*BRIEF*.
From the listing below, copy out every line that contains the word "background".
— START —
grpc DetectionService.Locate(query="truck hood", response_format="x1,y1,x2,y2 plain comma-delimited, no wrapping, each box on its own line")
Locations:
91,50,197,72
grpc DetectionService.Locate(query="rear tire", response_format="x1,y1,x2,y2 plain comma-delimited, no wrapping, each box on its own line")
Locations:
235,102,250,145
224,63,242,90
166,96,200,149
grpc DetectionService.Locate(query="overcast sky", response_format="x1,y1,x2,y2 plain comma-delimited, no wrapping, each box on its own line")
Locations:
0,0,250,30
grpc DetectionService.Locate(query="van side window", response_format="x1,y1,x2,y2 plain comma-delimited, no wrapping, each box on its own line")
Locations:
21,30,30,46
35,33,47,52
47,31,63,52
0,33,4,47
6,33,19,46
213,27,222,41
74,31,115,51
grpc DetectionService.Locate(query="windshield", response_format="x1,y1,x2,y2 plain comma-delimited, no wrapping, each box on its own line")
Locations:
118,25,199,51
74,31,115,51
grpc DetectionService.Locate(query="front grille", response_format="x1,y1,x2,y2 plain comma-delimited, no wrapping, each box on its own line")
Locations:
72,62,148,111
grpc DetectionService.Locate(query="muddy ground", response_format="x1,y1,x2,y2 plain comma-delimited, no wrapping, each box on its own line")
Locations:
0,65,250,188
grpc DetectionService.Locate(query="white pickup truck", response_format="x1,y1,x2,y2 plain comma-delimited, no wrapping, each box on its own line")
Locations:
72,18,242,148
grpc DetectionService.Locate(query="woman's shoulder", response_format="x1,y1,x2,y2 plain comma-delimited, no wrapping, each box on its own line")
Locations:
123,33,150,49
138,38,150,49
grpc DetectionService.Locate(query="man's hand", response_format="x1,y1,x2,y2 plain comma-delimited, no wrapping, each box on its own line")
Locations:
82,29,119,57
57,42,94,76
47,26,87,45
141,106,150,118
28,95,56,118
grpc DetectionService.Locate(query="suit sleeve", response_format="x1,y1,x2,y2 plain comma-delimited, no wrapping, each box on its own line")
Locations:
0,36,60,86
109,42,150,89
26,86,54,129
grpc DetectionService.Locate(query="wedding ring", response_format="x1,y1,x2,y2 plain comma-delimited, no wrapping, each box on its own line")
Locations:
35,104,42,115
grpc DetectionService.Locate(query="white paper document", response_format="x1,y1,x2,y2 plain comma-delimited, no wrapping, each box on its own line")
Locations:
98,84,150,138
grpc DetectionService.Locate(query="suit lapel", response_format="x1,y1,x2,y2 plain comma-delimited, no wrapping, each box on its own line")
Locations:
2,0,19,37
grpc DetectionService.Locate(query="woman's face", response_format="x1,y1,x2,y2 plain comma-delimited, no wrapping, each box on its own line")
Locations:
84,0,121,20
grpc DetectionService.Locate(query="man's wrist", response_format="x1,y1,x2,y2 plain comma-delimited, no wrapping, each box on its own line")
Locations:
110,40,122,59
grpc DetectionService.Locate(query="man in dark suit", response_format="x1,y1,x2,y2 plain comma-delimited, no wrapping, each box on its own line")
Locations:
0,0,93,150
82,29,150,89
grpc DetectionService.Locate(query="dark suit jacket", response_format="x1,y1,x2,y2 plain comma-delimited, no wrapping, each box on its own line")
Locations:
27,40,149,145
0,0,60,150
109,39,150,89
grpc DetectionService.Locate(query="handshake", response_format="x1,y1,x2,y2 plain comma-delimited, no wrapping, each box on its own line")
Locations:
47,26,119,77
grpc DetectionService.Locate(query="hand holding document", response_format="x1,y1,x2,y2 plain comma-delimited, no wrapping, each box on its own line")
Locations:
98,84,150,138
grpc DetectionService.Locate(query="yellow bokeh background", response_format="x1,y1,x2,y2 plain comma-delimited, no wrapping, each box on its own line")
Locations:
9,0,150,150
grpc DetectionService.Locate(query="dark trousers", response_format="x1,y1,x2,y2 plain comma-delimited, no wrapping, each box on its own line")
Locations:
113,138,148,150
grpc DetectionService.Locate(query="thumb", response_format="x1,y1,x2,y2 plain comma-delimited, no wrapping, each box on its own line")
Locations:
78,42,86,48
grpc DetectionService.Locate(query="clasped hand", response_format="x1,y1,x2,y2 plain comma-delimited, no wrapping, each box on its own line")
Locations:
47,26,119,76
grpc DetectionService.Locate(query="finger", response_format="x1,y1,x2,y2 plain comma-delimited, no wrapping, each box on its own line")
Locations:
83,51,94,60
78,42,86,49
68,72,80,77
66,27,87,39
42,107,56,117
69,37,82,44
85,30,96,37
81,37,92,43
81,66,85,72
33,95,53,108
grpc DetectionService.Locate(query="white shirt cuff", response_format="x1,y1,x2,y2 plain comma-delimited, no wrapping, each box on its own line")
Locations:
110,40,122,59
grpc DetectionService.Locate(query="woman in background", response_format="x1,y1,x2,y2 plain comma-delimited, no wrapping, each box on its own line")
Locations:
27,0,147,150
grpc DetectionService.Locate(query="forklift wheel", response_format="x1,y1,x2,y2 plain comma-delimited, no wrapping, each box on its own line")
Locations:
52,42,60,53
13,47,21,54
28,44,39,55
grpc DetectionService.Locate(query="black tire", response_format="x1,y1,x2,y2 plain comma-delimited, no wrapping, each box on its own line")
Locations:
— END —
*RIGHT ANSWER*.
grpc DetectionService.Locate(query="yellow bokeh background", response_format="x1,y1,x2,y2 plain comma-delimited, no wrapping, each box on its own line")
grpc DetectionService.Locate(query="woman in background", response_format="x1,y1,x2,y2 plain comma-delimited, no wrapping, each box on its own line")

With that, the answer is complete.